MutualFirst Financial, Inc., a Maryland corporation (the "Company"), was organized in September 1999. On December 29, 1999, it acquired the common stock of Mutual Federal Savings Bank ("Mutual Federal") upon the conversion of Mutual Federal from a federal mutual savings bank to a federal stock savings bank.

Mutual Federal was originally organized in 1889 and currently conducts its business from seventeen full service offices located in Delaware, Randolph, Grant, and Kosciusko counties, Indiana, with its main office located in Muncie. Mutual Federal's principal business consists of attracting deposits from the general public and originating fixed rate and adjustable rate loans secured primarily by first mortgage liens on one-to-four family residential real estate as well as commercial real estate and consumer goods. Mutual Federal's deposit accounts are insured up to applicable limits by the Savings Association Insurance Fund (SAIF) of the FDIC.

Mutual Federal currently owns two subsidiaries, First MFSB Corporation and Third MFSB Corporation. The assets of First MFSB Corporation consist of an investment in Family Financial Life Insurance Company. Family Financial is an Indiana stock insurance company that primarily engages in retail sales of mortgage and credit life insurance products in connection with loans originated by its shareholder financial institutions. Third MFSB, which does business as Mutual Financial Services, offers tax deferred annuities, long term health and life insurance products. All securities related products and services made available through Mutual Financial Services are offered by a third party independent broker-dealer.

**DATA SEGMENT:**
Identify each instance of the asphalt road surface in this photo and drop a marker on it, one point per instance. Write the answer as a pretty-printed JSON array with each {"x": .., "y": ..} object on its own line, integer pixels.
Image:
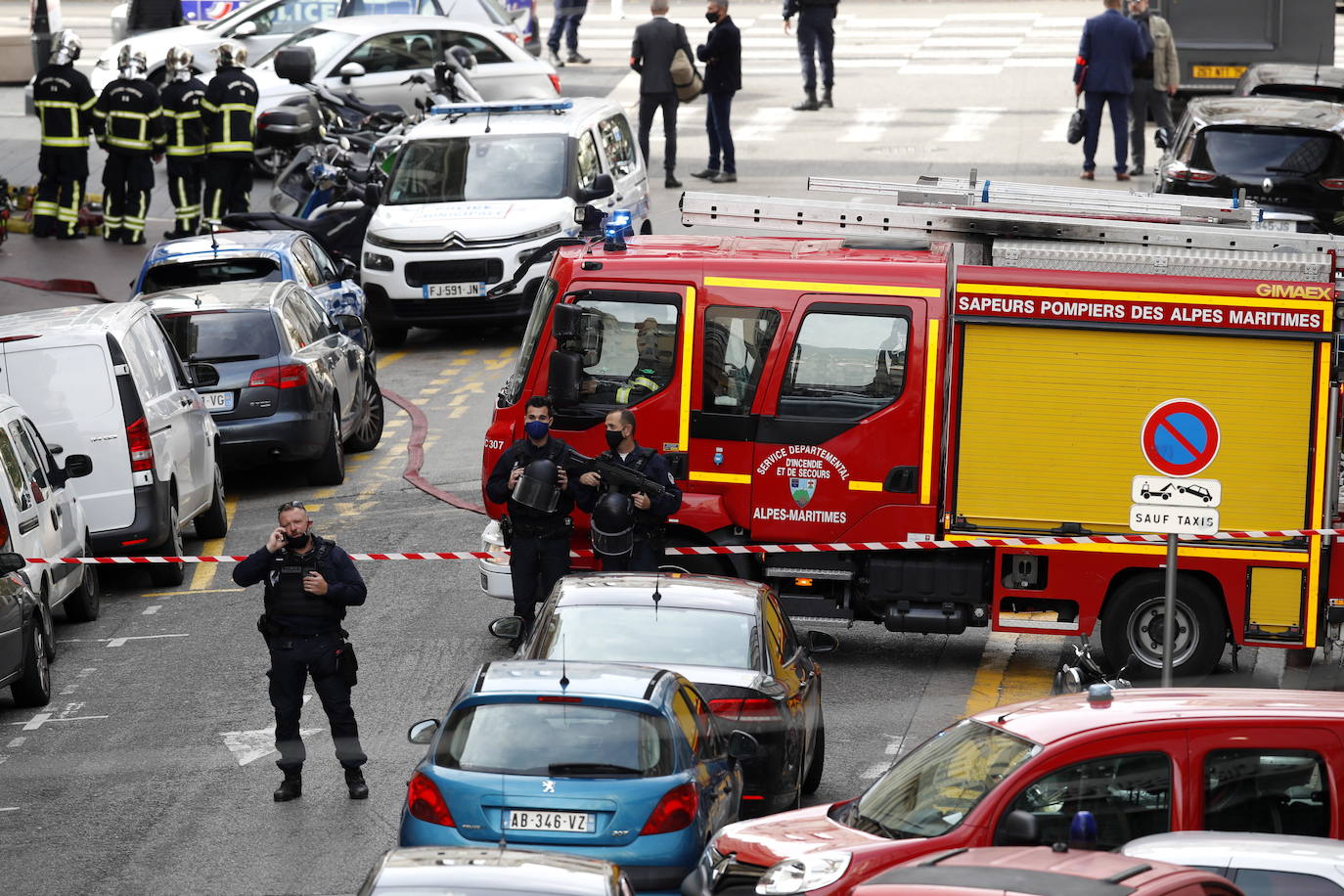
[{"x": 151, "y": 771}]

**AIM OF THE EXERCISE:**
According to the MutualFirst Financial passage, under what name does Third MFSB Corporation do business? Please answer in a few words. The listing is separate from the MutualFirst Financial passage.

**RESULT OF THIS EXERCISE:**
Mutual Financial Services